Going on a Trip!

 photo ustrip_zps4dad9a7e.pngI haven’t been to the US, where I was born and grew up, since I moved to this country 7 1/2 years ago. My close family all lives here, and flying to the US is pretty expensive, so I had no reason to spend a fortune flying to the US, though I do miss it and have been somewhat “homesick” for my old town, my old haunts, my old friends, etc…
I am really excited, because I am flying to the US at last- for work, but I will still be able to see old friends and family that I haven’t seen in years. It’s just me flying on the trip, without my husband, without my kids. It’s the first time I’m ever spending a night away from Anneliese in her life… but ever since I knew I was going on this trip (about 2 months ago), I redoubled my efforts at night weaning her, and she is now sleeping through the night, so she should be able to handle my absence…

In some ways, I am super excited for this trip, in other ways very nervous. It’s a big thing for me, going on a business trip for the first time (covered by my work, so it’s not out of pocket for me)- a lot of pressure to make a good impression, and mentally I’m not completely prepared for it. I’ve been so busy working out the technical details of the trip, arranging flights, lodging, travel arrangements, and other logistics that only in the past few days was I really able to focus on the mental aspect, what I’ll be doing while I’m there, and preparing for it…

And I’m also nervous about the kids. I completely trust my husband- I know my kids will be in good hands. He’s a very loving father, caring, doting, and he runs the house very well… but he doesn’t really know how to cook, other than a few basic things…
I’m nervous that the kids will miss me a lot and act out… but I want to try to work around that, by calling them and speaking to them on Skype at the very least daily, if not more than that. I will be photo blogging my trip for my kids, so they can visualize where I am and what I am doing, and be part of my trip in that way…
I guess I’m nervous not because I am worried, per se, because of anything specific, but more because of the unknown aspects, because I’ve never done such a thing before.

▶ _Task 1_:
Answer these from the trip post:
(a) How long ago did the writer move to this country?
(b) Who is covering the cost of the business trip?
(c) How often does the writer plan to call the kids and speak to them on Skype?
▶ _Task 2_: Please return the stretch of the trip post from "And I’m also" through "a thing before.", copied word for word.

[Data excerpts]

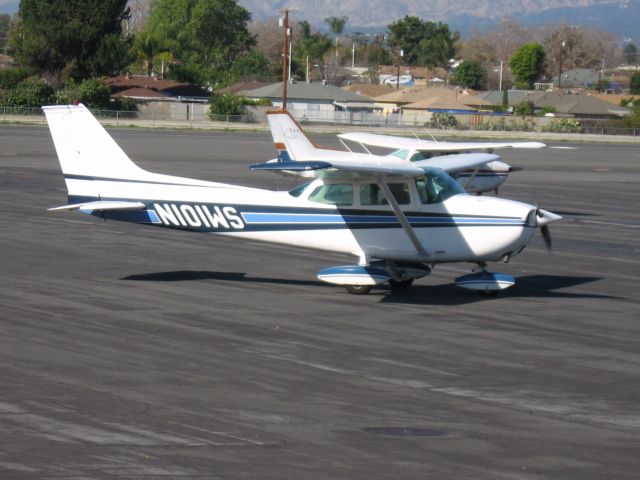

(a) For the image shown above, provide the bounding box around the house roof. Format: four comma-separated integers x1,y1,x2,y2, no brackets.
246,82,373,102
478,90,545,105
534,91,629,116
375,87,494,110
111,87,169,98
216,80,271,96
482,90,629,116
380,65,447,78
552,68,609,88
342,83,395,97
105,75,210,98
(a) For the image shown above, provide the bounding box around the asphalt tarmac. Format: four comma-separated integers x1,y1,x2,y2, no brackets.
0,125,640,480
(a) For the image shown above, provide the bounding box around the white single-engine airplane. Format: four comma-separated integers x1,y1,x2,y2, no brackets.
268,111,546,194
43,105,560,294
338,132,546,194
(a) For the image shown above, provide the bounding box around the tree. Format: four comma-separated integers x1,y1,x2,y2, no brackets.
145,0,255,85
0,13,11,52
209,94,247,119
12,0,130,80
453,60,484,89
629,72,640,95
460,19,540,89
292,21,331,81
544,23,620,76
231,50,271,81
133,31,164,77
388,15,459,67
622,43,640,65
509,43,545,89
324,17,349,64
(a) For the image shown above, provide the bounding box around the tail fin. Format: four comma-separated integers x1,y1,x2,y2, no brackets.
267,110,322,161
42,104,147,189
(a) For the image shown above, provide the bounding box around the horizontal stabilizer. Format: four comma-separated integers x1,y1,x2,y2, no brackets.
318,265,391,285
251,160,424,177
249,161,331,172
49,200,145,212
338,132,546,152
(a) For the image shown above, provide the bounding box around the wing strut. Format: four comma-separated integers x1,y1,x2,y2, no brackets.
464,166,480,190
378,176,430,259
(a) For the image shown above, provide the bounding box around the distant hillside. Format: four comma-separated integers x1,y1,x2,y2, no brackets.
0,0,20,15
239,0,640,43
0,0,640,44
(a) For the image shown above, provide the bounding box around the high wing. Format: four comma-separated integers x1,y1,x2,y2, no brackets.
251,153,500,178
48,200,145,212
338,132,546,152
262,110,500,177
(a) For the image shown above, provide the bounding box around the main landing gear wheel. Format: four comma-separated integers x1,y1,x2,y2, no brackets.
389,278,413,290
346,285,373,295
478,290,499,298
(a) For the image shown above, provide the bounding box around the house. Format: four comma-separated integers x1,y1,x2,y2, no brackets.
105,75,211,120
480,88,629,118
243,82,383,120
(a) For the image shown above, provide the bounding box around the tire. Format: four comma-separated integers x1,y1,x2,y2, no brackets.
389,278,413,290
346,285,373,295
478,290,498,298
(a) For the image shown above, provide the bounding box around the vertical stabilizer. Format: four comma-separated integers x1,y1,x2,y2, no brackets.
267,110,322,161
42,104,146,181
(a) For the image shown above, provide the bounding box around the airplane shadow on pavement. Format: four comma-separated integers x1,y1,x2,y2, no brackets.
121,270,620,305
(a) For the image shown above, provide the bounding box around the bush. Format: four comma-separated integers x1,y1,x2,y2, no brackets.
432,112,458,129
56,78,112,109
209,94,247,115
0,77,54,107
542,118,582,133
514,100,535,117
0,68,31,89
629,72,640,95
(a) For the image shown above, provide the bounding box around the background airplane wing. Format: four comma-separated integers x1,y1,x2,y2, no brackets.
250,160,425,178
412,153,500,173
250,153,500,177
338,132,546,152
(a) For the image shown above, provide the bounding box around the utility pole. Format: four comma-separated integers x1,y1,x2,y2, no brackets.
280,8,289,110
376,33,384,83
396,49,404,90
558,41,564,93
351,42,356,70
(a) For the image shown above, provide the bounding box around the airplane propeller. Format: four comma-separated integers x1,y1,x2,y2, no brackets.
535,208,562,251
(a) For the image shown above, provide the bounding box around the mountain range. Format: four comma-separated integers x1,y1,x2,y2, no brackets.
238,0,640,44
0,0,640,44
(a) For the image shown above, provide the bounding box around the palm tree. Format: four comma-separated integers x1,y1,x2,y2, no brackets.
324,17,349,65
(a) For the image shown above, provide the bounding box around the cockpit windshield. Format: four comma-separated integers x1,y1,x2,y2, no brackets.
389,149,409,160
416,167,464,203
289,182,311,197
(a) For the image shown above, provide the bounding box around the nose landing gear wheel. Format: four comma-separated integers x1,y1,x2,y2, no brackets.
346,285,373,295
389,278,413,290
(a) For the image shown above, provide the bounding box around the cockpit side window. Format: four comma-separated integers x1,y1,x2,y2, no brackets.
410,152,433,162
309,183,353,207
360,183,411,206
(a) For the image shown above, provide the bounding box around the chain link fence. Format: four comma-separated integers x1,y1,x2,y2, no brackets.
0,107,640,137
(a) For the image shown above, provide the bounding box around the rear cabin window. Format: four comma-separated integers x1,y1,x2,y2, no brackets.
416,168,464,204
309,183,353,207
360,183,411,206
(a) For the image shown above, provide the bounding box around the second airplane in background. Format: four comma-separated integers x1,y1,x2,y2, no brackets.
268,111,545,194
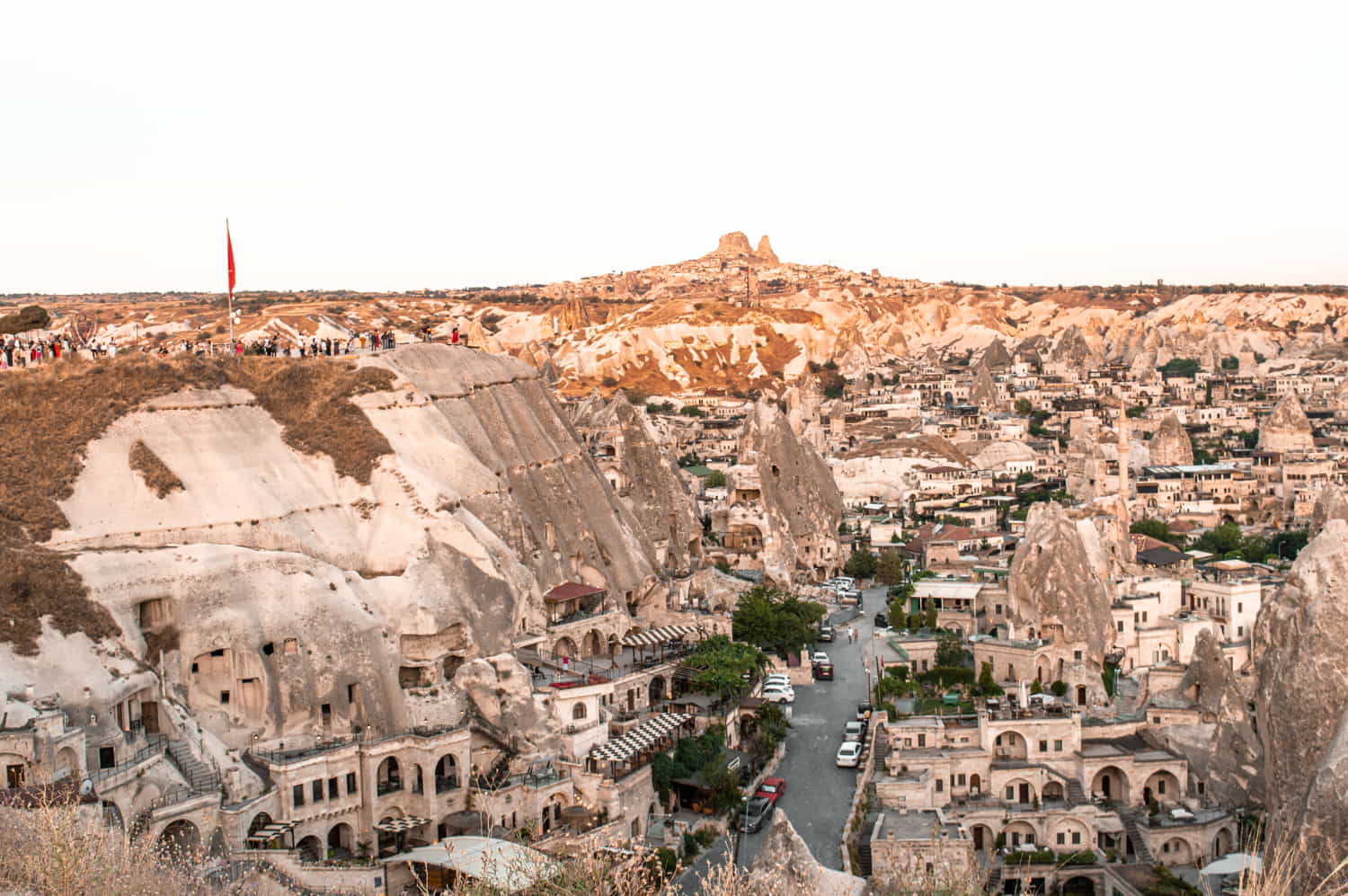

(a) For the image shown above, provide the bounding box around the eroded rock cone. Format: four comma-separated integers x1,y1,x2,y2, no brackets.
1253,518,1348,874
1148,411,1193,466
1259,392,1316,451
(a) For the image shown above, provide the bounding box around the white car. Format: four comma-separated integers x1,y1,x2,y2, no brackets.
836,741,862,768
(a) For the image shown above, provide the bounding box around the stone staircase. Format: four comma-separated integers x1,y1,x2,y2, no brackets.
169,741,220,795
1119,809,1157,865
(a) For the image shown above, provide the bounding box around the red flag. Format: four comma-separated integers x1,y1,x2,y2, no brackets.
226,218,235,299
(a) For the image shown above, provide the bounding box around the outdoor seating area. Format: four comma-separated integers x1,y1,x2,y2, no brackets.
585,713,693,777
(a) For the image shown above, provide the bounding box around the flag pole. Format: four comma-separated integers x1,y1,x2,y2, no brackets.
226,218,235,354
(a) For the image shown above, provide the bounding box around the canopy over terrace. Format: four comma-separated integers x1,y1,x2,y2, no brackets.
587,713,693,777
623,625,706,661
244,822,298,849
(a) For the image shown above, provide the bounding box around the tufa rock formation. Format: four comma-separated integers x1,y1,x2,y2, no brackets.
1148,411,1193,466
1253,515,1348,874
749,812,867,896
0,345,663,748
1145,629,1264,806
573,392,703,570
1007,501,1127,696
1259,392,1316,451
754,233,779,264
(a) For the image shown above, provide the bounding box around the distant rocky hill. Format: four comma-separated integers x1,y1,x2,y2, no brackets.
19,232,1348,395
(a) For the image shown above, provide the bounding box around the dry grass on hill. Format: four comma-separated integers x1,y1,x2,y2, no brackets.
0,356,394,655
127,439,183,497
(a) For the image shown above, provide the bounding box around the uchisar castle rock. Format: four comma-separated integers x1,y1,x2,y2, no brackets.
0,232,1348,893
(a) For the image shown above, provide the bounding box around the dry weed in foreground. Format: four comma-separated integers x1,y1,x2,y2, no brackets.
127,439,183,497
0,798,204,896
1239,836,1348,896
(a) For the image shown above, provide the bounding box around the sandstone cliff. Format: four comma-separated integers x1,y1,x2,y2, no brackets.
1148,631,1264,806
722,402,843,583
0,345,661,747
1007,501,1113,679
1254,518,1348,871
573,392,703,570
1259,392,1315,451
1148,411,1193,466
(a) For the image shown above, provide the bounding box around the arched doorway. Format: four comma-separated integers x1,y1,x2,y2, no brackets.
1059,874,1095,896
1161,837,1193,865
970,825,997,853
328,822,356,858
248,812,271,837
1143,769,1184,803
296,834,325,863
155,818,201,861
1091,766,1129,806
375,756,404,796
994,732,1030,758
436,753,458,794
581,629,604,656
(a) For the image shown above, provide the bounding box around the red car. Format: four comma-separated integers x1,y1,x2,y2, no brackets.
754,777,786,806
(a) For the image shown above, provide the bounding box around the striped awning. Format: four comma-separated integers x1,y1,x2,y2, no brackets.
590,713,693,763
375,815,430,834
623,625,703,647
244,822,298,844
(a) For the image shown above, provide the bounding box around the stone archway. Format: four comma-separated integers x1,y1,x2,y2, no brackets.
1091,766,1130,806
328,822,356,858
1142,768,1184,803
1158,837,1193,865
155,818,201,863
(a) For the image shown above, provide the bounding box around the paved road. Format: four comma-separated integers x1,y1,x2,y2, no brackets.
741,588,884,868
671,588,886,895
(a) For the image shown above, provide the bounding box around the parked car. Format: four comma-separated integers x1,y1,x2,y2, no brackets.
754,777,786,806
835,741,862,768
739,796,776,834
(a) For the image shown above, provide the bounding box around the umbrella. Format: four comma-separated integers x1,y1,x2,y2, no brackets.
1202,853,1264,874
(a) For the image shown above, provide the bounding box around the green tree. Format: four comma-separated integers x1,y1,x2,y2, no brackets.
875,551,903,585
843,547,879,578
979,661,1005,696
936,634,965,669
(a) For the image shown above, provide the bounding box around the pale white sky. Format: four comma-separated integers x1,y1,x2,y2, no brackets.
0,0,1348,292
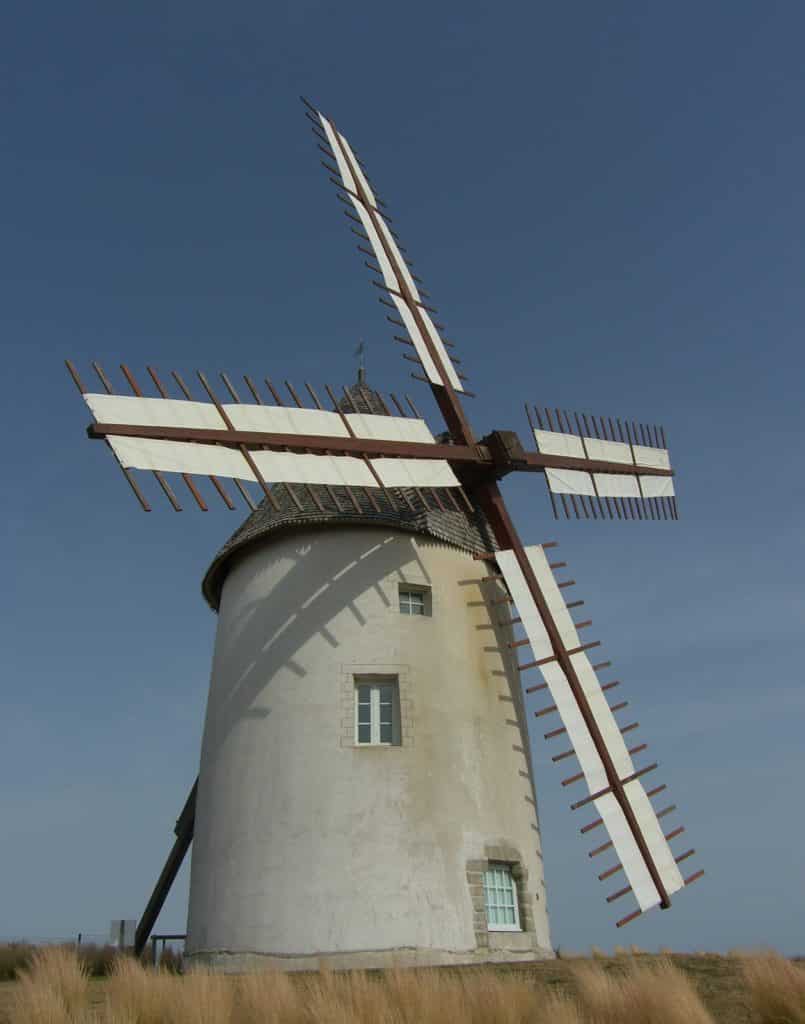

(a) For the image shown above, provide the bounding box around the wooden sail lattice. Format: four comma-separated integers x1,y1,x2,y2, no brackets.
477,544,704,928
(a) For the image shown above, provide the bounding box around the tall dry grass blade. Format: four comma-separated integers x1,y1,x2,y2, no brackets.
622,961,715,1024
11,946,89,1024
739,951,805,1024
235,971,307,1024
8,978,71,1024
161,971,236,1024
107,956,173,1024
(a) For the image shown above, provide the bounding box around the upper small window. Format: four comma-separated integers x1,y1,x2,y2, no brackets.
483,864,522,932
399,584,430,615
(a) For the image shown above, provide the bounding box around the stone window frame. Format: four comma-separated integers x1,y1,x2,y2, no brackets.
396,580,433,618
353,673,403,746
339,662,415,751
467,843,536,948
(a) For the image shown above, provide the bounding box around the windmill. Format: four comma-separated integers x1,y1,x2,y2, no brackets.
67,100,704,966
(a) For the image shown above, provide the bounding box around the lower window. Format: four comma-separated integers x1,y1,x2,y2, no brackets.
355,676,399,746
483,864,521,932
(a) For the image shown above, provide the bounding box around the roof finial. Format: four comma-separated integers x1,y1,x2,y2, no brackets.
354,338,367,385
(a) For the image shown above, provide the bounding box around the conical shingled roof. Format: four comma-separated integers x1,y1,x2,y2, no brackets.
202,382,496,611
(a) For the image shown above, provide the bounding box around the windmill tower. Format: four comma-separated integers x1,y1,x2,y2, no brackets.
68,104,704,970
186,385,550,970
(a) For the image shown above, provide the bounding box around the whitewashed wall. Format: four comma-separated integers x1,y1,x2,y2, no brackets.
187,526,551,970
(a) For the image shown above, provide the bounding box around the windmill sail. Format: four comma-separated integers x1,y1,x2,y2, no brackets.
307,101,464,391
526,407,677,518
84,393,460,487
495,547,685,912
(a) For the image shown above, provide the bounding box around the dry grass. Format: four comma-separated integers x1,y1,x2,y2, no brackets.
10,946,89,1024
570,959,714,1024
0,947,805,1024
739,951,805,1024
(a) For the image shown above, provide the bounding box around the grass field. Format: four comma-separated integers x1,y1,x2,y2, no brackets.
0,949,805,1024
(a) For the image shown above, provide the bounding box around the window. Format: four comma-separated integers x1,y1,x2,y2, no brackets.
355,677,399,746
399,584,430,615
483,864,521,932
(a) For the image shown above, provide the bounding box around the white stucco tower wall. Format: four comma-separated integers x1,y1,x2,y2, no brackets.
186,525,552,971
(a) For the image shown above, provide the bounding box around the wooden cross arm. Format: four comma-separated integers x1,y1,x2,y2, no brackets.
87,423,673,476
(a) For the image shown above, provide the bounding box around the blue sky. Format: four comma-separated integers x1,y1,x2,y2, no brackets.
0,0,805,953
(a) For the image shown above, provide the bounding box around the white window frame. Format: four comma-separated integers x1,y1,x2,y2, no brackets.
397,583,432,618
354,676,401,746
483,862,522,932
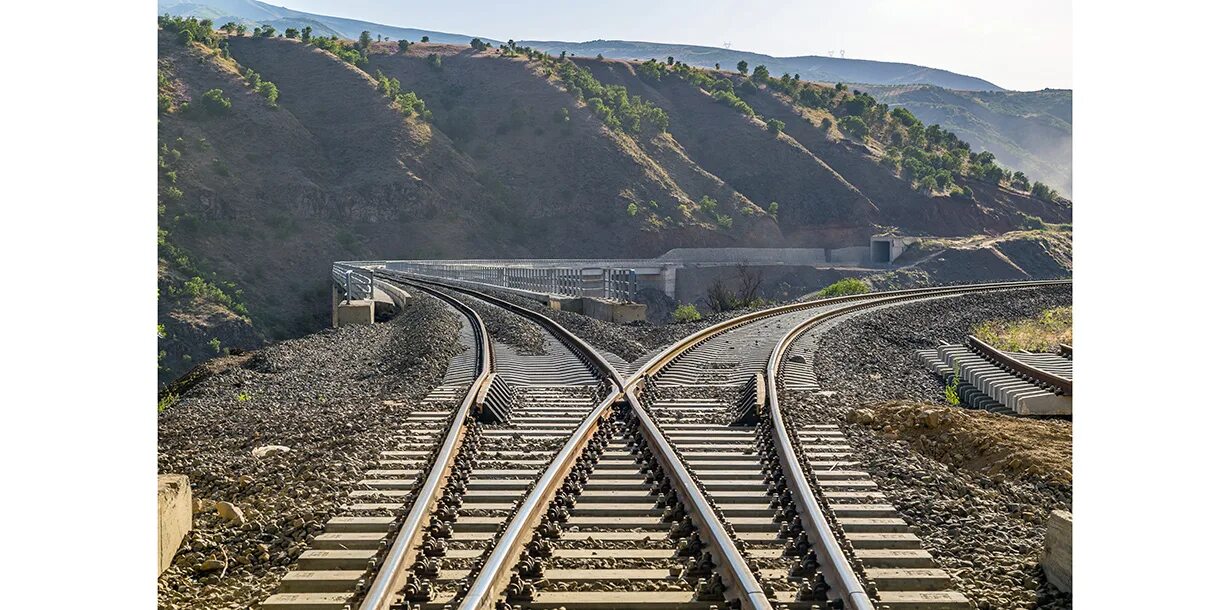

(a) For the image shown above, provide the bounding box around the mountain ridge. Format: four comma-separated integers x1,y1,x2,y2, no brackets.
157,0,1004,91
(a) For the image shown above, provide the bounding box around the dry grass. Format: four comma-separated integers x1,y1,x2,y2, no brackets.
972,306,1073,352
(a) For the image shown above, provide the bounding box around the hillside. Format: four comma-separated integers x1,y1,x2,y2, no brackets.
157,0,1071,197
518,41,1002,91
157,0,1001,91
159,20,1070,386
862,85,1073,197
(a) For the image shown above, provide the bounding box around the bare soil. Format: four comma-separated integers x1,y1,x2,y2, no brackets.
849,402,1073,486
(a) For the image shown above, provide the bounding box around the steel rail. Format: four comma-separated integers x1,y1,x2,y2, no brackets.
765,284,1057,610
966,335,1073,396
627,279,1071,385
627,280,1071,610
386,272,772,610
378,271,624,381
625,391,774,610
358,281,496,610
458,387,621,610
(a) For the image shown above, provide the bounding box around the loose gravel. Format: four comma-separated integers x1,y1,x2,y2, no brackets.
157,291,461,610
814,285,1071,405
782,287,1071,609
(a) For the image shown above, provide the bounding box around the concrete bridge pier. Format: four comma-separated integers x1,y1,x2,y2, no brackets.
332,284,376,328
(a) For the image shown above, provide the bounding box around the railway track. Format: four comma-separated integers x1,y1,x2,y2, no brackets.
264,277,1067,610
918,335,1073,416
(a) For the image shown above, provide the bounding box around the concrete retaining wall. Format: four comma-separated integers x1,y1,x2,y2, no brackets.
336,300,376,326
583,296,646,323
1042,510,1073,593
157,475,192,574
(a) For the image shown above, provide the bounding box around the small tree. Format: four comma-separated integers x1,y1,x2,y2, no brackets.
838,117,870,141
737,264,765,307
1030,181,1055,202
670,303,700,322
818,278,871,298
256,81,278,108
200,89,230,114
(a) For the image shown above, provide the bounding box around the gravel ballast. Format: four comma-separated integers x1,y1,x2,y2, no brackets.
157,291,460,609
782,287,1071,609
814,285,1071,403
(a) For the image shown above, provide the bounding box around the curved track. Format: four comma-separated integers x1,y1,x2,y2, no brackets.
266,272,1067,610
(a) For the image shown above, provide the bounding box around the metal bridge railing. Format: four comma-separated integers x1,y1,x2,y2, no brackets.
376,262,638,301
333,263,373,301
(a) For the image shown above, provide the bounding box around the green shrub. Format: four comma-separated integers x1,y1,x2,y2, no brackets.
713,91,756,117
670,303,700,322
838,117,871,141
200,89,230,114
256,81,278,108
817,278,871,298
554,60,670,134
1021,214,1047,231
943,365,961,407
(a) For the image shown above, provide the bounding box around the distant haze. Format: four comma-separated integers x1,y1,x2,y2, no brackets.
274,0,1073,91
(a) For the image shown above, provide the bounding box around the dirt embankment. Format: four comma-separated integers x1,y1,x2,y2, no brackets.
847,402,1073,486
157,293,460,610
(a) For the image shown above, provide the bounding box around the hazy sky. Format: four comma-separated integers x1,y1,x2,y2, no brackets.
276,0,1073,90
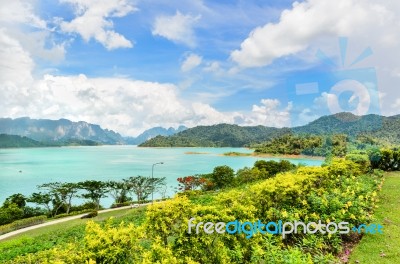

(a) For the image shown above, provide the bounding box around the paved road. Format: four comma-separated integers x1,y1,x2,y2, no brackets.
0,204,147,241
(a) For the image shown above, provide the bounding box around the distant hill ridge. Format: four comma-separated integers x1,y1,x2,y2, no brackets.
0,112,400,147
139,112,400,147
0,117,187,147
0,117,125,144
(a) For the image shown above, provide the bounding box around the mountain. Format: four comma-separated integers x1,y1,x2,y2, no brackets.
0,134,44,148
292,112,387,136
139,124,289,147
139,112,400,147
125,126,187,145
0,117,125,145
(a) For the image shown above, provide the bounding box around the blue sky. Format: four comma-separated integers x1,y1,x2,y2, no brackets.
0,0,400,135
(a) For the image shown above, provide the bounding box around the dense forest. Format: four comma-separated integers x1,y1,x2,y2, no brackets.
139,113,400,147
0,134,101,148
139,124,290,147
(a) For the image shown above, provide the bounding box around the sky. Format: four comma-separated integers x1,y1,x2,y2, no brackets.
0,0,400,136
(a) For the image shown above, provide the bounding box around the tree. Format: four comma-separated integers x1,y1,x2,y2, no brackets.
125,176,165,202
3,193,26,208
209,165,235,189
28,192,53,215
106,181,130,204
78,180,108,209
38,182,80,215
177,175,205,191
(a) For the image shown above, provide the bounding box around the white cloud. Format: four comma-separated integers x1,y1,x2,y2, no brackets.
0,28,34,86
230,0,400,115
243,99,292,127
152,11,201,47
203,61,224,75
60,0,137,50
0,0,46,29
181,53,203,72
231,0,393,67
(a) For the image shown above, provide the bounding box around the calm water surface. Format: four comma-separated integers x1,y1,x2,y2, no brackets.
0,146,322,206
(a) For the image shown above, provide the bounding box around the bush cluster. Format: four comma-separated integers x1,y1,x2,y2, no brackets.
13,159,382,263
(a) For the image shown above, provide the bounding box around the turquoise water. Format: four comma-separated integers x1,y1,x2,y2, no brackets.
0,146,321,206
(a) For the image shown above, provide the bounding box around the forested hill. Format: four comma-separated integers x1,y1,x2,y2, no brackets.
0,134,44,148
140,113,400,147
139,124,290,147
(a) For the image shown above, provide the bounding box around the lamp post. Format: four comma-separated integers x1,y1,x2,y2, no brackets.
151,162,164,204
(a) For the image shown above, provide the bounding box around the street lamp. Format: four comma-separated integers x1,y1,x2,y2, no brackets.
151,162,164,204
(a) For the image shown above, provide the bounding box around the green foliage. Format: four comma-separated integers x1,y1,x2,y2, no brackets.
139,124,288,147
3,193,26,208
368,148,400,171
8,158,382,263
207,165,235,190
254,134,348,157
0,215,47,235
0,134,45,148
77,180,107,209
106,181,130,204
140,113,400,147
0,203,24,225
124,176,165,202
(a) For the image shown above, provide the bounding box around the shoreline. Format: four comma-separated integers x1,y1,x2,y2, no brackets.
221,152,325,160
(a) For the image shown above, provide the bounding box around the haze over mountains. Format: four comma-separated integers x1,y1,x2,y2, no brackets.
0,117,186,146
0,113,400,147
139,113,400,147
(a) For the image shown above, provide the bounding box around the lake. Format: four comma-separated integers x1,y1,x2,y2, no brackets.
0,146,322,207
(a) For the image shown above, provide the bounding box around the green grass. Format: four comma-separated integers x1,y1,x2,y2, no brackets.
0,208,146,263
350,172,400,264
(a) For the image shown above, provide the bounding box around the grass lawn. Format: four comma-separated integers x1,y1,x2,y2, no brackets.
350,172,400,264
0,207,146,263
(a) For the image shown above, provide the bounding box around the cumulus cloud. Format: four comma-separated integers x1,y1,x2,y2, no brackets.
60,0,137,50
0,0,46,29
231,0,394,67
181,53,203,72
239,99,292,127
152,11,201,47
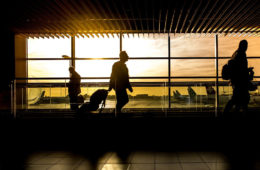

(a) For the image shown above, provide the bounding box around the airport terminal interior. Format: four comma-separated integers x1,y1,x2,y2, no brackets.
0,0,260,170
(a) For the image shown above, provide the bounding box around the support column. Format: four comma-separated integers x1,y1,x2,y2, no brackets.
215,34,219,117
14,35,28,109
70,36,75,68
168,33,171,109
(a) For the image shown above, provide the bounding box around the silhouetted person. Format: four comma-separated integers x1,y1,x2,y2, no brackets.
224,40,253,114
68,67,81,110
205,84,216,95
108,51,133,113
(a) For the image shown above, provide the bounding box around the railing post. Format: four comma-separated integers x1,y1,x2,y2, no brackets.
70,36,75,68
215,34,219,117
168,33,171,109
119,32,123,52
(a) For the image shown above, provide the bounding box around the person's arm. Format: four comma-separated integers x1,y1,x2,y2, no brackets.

▶ _Task answer 1_:
(a) 7 1/2 years ago.
(b) The writer's work.
(c) At the very least daily, if not more than that.

▶ _Task answer 2_:
And I’m also nervous about the kids. I completely trust my husband- I know my kids will be in good hands. He’s a very loving father, caring, doting, and he runs the house very well… but he doesn’t really know how to cook, other than a few basic things…
I’m nervous that the kids will miss me a lot and act out… but I want to try to work around that, by calling them and speaking to them on Skype at the very least daily, if not more than that. I will be photo blogging my trip for my kids, so they can visualize where I am and what I am doing, and be part of my trip in that way…
I guess I’m nervous not because I am worried, per se, because of anything specific, but more because of the unknown aspects, because I’ve never done such a thing before.